What this task involves: Please write the next part of the forum post arguing for Mordecai's and Esther's faith, starting right after its last sentence.

----- Extracted text

When Mordecai commanded Esther _initially_ not to reveal her Jewish identity, who is to say this is not wisdom given him from God, seeing as the curses of the broken covenant laid heavily upon the people in this diaspora, and he may well have had Deut 28:65,66 or the like in mind:
“And among these nations shalt thou find no ease, neither shall the sole of thy foot have rest: but the LORD shall give thee there a trembling heart, and failing of eyes, and sorrow of mind: And thy life shall hang in doubt before thee; and thou shalt fear day and night, and shalt have none assurance of thy life”.​ 
When Mordecai became aware of the decree of destruction levied against him and his people—the flock of the LORD— it is said of him, “When Mordecai learned all that had happened, he tore his clothes and put on sackcloth and ashes, and went out into the midst of the city. He cried out with a loud and bitter cry” (4:1). Who is to say that this “loud and bitter cry” was not to Jehovah of hosts in the presence of all, for doom had openly been pronounced upon him and all his kindred, the people of the living God? Why must this suspicion of his character be read into the text when it is certainly not inherent in it?

When, later, Mordecai, upon hearing of Esther’s reluctance to gain entrance to the king unbidden on possible pain of death, it is recorded,
“Then Mordecai commanded to answer Esther, Think not with thyself that thou shalt escape in the king’s house, more than all the Jews. For if thou altogether holdest thy peace at this time, then shall there enlargement and deliverance arise to the Jews from another place; but thou and thy father’s house shall be destroyed: and who knoweth whether thou art come to the kingdom for such a time as this?”​ 
Where could such “enlargement and deliverance arise” for the Jews but from El Shaddai? Who alone could have brought her where she was “for such a time as this”? This is faith speaking! And this was the appointed time to reveal to the king the true identity of the woman he loved. Her obedient—and famous—response was,
“Go, gather together all the Jews that are present in Shushan, and fast ye for me, and neither eat nor drink three days, night or day: I also and my maidens will fast likewise; and so will I go in unto the king, which is not according to the law: and if I perish, I perish.” (4:16)​ 
Can one possibly think that these particular Jews, familiar with the Law, had no faith? Can one imagine that Esther told Mordecai to have the people merely cease from eating three days, and not to call upon the LORD who is a very present help in time of trouble? The narrator skillfully chose to keep overt faith—and God’s name—hidden in the background.

----------
----- Data shown

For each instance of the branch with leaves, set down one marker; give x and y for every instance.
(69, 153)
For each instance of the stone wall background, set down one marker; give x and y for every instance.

----------

The reply:
This precious book of God’s word is not only about the wisdom and courage He gives His people, but a poignant display of His hidden providence in the caring of them, even applicable in our day, as we see the horizon darken with a gathering storm.

We see this providence again when she approached king Ahasuerus: “And it was so, when the king saw Esther the queen standing in the court, that she obtained favour in his sight” (5:2), and he welcomed her in with a glad and generous heart (showing the truth of Proverbs 21:1).

We continue to see the loving and spectacular providences of the Almighty as the story goes on. As for us in 2015, even though we have the full canon of God’s revealed word to humankind, as well the final and crowning climax of prophetic vision to His people—the Apocalypse of John—we tend to worry about how it will fare for us _when all around *our* souls gives way_ in the days to come, and this story is a good antidote to such worry. God’s providential care operates in the minutiae of our circumstances and lives, with the remarkable precision of timing it did for Esther and Mordecai. We can fully trust Him.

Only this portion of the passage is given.